Selected excerpt:
=== Section Start ===
She should pretty much be on a "schedule" for BM. And as far as urine, she should be checked at a minimum every 2 hours. This re positions her so the chance of skin breakdown is lessened. If she is not wet or says she does not have to go quite often just changing the position gets the kidney and bladder active so she will go.
So the caregivers that are there for 4 hours should check her at least 2 times. If you have changed her when she wakes they maybe could do a check and maybe change when they arrive then check mid shift then again before they leave.

And if I am reading this right..PLEASE correct me if I am wrong...Dad comes at 6:30, 11:30 in the morning then again at noon, 5, 6:30 and midnight. Is she alone the other times of the day or are the caregivers there during all the times when he is not there? If she is alone that is not a good situation.

He should stop responding to her calls when there is a caregiver there. He can answer the call but the caregiver should be doing the work that needs to be done.
Helpful Answer (2)
Granddaughter92 Jul 2020
We don't know how to really get her on a schedule for bowel movements.

For example, last night she had a caregiver from 7pm to 10pm, She called my Dad at 12:30am having to go. Otherwise she would typically be alone at night from 10pm to about 6:30am (when she has been calling my Dad to use the bathroom, even though we'd prefer she wait until a caregiver could do it when they come at 7am).

Similarly, she will often call around 11am needing to go, when a caregiver will have been there from 7am to 10am and someone will be coming again around noon.

She does not call when a caregiver is there. She is alone at times, and that's when she calls. We wish we could get her on a schedule so she would not have to go when no one is there. She values time to herself and doesn't even love having the caregivers there for three hours at a time right now, but if she can't get on a schedule we don't know what the alternative is besides more caregiver hours?
Based on her condition, I'd have someone there with her at all times. Does she qualify for a inpatient Hospice center? If your Grandmother is resisting care for something basic like toileting assistance, I'd wonder if she's thinking clearly. It sounds like she doesn't understand reality. I've known of seniors who are bed ridden and they swear that they are okay to stay alone. There is some kind of disconnect and you can't convince them. They just have to be care for, nonetheless.
=== Section End ===
Rewrite the post about the grandmother's toileting care from "She should pretty" to "she will go.", replacing "skin breakdown" with "pressure sores".

Data provided:
=== Section Start ===
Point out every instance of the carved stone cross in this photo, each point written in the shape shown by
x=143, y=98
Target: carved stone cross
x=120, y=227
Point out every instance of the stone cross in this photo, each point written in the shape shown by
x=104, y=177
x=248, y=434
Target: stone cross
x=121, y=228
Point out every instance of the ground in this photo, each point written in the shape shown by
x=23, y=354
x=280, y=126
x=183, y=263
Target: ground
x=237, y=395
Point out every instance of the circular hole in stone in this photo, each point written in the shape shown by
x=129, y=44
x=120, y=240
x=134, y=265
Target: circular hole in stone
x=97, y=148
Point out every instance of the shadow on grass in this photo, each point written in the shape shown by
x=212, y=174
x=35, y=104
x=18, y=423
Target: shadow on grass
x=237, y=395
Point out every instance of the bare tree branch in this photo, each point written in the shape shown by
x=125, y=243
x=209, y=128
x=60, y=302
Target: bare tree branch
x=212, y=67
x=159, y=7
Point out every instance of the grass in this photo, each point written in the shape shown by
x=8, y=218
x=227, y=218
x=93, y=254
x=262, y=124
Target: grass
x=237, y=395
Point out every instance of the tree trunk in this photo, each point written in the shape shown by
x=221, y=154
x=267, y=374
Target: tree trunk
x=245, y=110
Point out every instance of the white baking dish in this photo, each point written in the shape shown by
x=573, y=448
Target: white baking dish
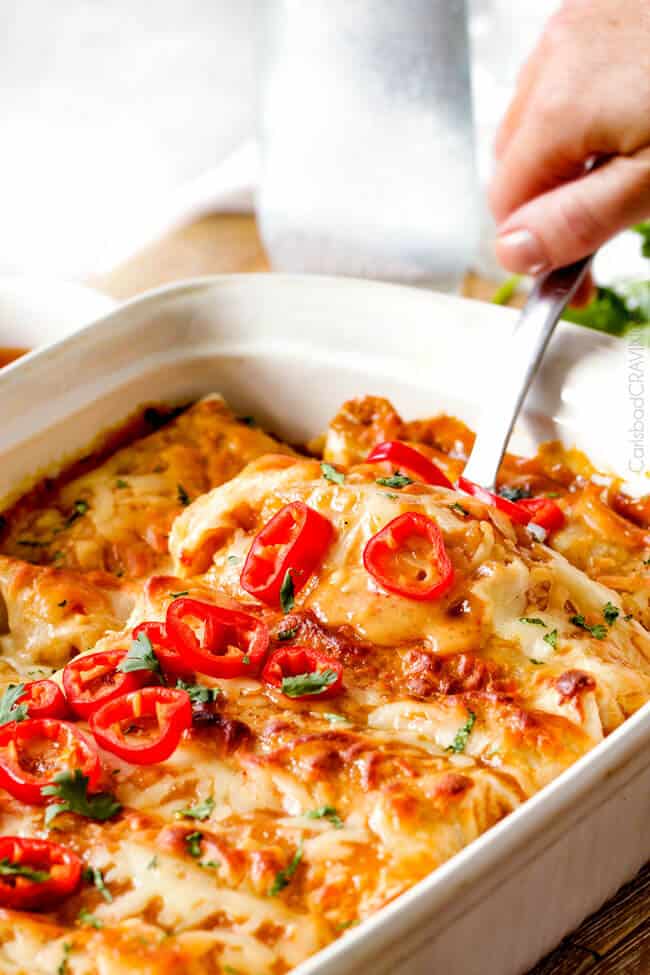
x=289, y=350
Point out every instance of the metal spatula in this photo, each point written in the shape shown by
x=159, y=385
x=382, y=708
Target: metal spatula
x=550, y=294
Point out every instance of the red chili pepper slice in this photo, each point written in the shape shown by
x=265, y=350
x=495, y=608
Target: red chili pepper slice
x=92, y=679
x=36, y=874
x=44, y=699
x=408, y=557
x=145, y=726
x=294, y=541
x=231, y=644
x=171, y=661
x=303, y=673
x=514, y=512
x=543, y=512
x=32, y=752
x=401, y=455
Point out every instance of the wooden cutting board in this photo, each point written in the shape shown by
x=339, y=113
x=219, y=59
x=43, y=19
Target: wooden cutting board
x=616, y=940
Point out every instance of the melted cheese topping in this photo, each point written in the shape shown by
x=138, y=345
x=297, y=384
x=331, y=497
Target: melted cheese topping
x=322, y=811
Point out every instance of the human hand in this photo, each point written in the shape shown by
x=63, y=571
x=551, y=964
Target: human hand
x=584, y=93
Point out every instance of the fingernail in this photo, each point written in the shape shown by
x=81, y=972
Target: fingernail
x=522, y=251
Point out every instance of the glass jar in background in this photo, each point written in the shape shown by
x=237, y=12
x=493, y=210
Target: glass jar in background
x=367, y=140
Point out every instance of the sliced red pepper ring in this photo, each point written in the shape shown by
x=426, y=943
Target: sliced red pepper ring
x=44, y=699
x=171, y=661
x=303, y=673
x=145, y=726
x=403, y=456
x=36, y=874
x=230, y=643
x=92, y=679
x=408, y=557
x=294, y=540
x=32, y=752
x=543, y=512
x=509, y=508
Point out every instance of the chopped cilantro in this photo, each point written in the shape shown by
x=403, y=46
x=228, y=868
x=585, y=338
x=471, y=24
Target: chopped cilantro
x=89, y=920
x=551, y=638
x=396, y=480
x=513, y=494
x=289, y=632
x=313, y=683
x=199, y=693
x=326, y=812
x=141, y=656
x=9, y=869
x=287, y=593
x=462, y=735
x=505, y=291
x=93, y=875
x=599, y=631
x=72, y=789
x=193, y=843
x=643, y=228
x=200, y=810
x=9, y=709
x=456, y=506
x=331, y=473
x=283, y=877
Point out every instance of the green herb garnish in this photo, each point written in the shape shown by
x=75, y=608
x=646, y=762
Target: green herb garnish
x=72, y=789
x=513, y=494
x=598, y=631
x=193, y=843
x=283, y=877
x=396, y=480
x=9, y=709
x=200, y=810
x=331, y=473
x=326, y=812
x=610, y=613
x=456, y=506
x=551, y=638
x=288, y=633
x=9, y=869
x=141, y=656
x=313, y=683
x=462, y=735
x=287, y=593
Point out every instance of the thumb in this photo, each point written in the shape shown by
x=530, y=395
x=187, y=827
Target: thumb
x=571, y=221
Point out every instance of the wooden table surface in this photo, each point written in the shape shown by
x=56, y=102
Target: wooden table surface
x=615, y=940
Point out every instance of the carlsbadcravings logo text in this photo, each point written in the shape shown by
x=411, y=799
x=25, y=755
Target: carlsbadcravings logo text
x=636, y=367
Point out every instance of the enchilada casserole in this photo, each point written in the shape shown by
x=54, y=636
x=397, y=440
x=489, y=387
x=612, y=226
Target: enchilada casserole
x=252, y=693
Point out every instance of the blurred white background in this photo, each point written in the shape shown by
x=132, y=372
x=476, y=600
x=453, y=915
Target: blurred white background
x=115, y=117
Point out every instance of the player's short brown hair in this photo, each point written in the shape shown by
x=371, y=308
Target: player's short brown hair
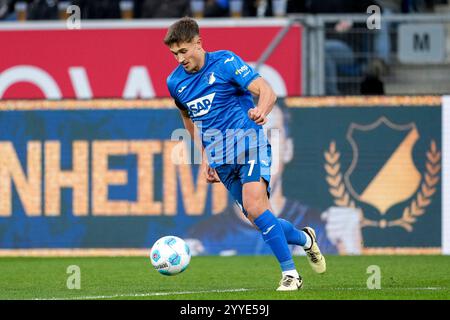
x=184, y=30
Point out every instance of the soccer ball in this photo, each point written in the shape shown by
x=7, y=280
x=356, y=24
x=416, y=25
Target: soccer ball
x=170, y=255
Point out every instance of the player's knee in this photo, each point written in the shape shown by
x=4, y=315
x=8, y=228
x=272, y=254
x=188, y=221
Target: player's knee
x=254, y=210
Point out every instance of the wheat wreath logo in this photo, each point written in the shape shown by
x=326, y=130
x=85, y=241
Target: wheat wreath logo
x=383, y=180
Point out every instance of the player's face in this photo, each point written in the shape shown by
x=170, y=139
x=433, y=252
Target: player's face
x=188, y=54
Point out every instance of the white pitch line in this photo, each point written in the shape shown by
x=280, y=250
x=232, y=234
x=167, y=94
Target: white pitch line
x=150, y=294
x=153, y=294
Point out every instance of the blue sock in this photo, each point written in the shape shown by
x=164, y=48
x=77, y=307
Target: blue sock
x=293, y=235
x=273, y=235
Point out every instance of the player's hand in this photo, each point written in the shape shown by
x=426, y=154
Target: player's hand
x=343, y=228
x=211, y=175
x=257, y=115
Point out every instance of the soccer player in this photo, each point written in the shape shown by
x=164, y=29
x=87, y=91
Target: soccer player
x=214, y=92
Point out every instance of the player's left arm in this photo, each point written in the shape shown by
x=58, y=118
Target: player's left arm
x=266, y=99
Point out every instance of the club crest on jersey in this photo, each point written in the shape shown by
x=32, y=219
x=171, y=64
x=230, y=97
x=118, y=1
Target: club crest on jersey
x=200, y=106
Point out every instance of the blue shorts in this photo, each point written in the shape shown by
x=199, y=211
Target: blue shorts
x=235, y=175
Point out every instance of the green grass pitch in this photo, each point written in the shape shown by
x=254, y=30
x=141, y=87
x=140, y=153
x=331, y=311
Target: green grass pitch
x=229, y=278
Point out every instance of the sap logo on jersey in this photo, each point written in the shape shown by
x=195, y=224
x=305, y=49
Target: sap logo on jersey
x=201, y=106
x=241, y=70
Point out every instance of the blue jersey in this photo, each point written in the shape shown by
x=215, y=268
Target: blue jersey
x=217, y=100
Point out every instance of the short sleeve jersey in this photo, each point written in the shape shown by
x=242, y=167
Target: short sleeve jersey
x=217, y=100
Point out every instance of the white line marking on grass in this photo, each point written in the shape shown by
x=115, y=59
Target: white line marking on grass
x=150, y=294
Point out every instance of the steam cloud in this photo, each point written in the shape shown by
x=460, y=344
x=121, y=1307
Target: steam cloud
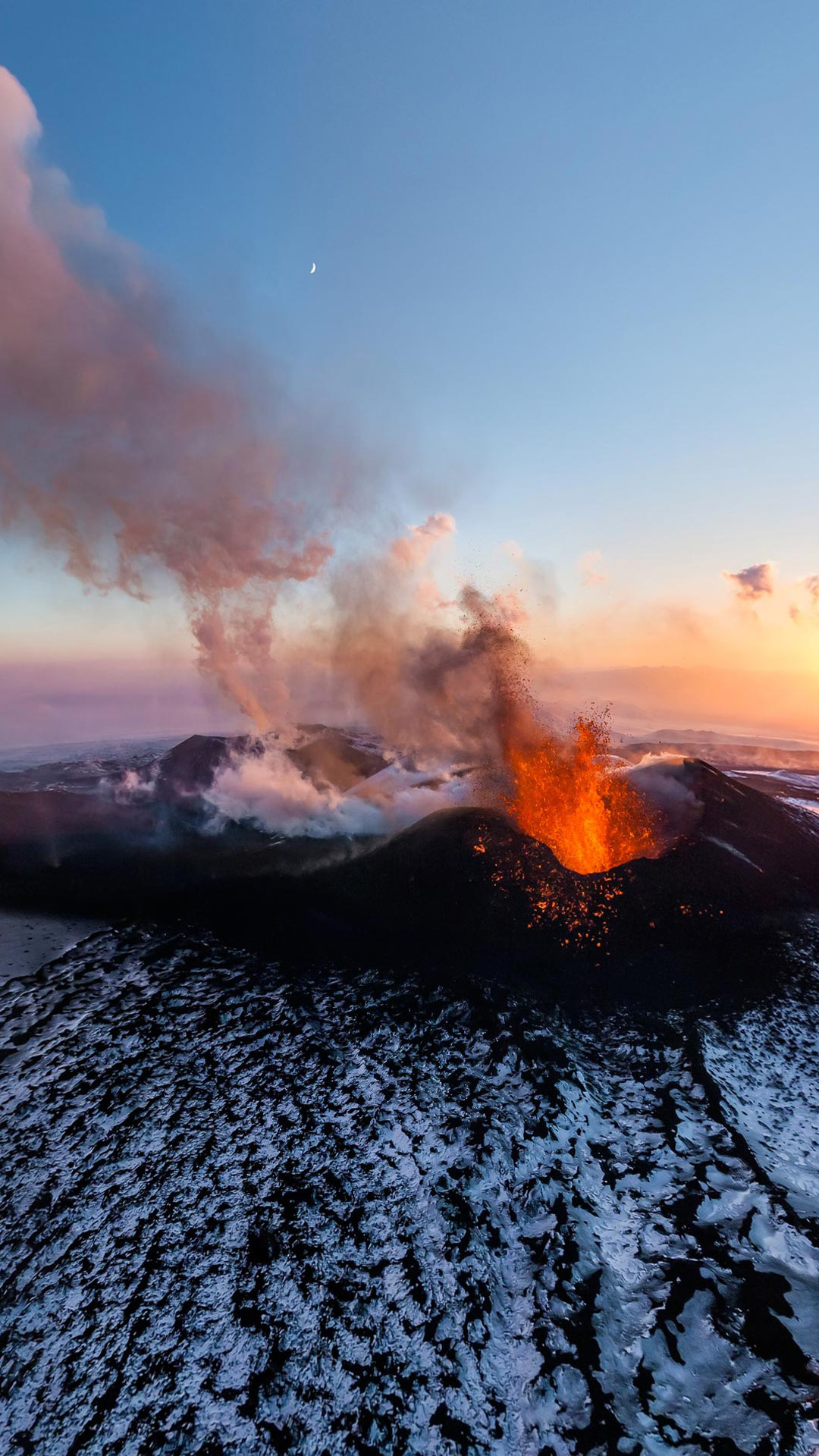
x=120, y=450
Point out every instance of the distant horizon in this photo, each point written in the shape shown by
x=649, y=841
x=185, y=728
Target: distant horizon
x=558, y=346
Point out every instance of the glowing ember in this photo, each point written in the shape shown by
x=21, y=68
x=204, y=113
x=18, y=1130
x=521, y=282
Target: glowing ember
x=567, y=795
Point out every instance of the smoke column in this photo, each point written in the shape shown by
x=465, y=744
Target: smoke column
x=120, y=452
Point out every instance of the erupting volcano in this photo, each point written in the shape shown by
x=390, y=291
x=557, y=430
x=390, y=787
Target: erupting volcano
x=569, y=795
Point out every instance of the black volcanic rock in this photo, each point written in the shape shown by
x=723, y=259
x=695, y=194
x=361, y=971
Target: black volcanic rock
x=461, y=878
x=190, y=766
x=471, y=875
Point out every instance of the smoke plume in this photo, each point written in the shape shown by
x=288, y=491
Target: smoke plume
x=124, y=453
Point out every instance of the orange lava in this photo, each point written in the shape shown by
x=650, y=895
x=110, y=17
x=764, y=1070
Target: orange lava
x=569, y=795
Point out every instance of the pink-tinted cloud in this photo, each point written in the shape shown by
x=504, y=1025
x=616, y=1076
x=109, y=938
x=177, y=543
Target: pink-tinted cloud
x=752, y=582
x=413, y=549
x=124, y=456
x=589, y=568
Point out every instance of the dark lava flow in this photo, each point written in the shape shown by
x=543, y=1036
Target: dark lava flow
x=382, y=1204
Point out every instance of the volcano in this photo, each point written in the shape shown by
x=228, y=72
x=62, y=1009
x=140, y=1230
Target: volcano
x=465, y=878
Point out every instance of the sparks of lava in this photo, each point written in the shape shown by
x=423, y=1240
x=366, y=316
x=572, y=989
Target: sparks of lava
x=567, y=794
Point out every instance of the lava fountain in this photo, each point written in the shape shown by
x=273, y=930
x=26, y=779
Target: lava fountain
x=567, y=794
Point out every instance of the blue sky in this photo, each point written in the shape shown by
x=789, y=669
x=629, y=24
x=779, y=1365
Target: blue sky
x=566, y=254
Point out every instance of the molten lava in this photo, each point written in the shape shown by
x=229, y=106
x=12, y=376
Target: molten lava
x=569, y=795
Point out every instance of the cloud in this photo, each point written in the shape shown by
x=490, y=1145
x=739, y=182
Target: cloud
x=752, y=582
x=411, y=551
x=811, y=585
x=588, y=566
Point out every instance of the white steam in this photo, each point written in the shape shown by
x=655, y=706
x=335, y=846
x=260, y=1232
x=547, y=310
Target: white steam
x=271, y=791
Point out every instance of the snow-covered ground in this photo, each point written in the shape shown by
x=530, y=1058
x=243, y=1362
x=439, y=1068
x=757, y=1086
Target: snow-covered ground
x=251, y=1207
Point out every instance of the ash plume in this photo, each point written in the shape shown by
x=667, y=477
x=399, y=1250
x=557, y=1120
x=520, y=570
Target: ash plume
x=121, y=450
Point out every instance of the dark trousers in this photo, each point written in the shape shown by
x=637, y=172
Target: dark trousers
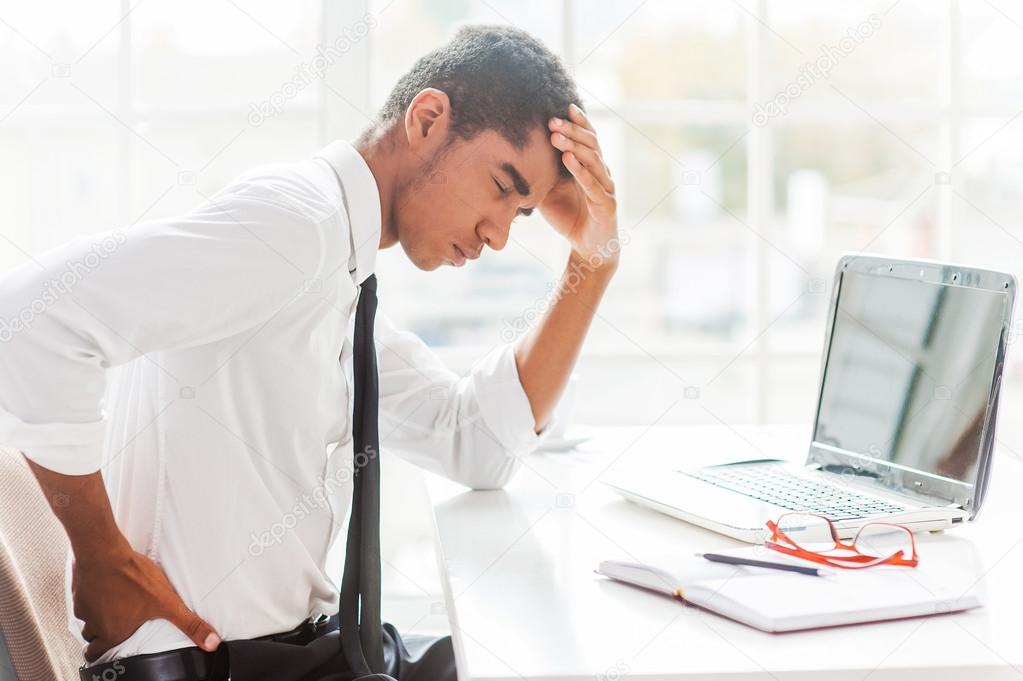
x=412, y=659
x=306, y=657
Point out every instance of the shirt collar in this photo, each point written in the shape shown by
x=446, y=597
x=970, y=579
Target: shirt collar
x=363, y=199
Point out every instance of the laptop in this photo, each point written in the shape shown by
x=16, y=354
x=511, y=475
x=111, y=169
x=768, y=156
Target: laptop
x=904, y=423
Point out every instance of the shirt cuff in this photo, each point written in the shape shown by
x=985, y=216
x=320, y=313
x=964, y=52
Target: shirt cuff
x=71, y=449
x=502, y=401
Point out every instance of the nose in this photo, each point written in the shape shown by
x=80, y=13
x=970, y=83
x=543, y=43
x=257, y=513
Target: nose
x=493, y=234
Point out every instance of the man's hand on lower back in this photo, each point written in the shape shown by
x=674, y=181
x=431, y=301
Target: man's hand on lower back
x=115, y=589
x=115, y=594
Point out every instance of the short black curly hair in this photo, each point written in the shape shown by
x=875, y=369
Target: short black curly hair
x=496, y=77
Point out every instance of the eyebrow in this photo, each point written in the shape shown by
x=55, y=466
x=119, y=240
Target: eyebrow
x=517, y=179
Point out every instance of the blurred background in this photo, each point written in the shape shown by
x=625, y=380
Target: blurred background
x=752, y=143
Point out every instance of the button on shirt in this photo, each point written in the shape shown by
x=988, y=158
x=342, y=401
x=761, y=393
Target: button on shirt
x=195, y=362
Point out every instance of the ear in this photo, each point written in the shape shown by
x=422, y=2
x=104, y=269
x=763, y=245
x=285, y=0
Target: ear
x=427, y=120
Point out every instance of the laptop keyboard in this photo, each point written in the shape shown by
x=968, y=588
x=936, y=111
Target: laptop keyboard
x=773, y=484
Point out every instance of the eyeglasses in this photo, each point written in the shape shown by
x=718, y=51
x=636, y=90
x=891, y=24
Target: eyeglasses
x=813, y=537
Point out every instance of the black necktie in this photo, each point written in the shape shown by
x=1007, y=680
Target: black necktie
x=361, y=635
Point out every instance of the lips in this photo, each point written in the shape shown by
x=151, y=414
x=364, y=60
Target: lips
x=459, y=256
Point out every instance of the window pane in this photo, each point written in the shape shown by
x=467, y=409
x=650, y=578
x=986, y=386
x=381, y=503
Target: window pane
x=190, y=53
x=992, y=54
x=864, y=51
x=856, y=188
x=659, y=50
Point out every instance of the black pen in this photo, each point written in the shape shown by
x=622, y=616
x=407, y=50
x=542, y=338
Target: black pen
x=734, y=560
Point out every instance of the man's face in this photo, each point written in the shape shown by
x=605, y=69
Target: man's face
x=466, y=199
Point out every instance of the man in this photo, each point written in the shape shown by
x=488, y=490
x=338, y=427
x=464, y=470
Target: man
x=201, y=504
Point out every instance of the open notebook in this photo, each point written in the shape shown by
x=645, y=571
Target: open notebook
x=948, y=579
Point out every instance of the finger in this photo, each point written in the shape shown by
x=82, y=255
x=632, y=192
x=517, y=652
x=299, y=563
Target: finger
x=576, y=132
x=590, y=159
x=590, y=186
x=201, y=633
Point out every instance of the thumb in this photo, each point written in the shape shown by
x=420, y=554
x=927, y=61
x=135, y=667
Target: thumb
x=194, y=628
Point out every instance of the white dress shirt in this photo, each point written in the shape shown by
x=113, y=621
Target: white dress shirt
x=195, y=362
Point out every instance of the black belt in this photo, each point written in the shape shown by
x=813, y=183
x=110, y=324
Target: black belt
x=193, y=664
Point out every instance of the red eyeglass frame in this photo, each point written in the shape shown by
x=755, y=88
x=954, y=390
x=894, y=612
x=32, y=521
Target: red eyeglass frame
x=856, y=560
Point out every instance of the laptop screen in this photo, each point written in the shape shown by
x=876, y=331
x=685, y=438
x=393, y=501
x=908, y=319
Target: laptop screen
x=908, y=372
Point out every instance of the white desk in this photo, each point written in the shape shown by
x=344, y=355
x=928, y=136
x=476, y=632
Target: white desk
x=524, y=602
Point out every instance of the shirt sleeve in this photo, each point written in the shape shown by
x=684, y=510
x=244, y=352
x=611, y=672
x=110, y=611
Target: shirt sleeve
x=470, y=428
x=102, y=300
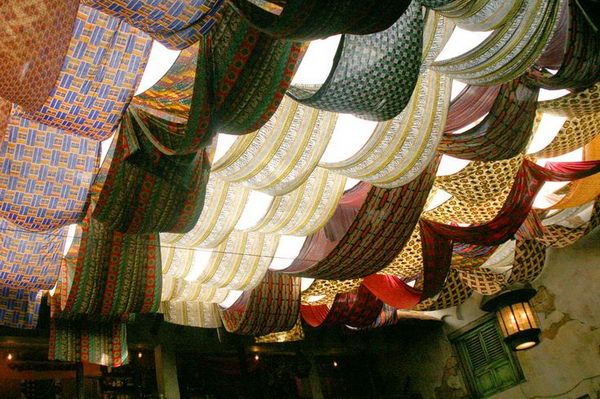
=== Section End ===
Solution to this task:
She should pretty much be on a "schedule" for BM. And as far as urine, she should be checked at a minimum every 2 hours. This re positions her so the chance of pressure sores is lessened. If she is not wet or says she does not have to go quite often just changing the position gets the kidney and bladder active so she will go.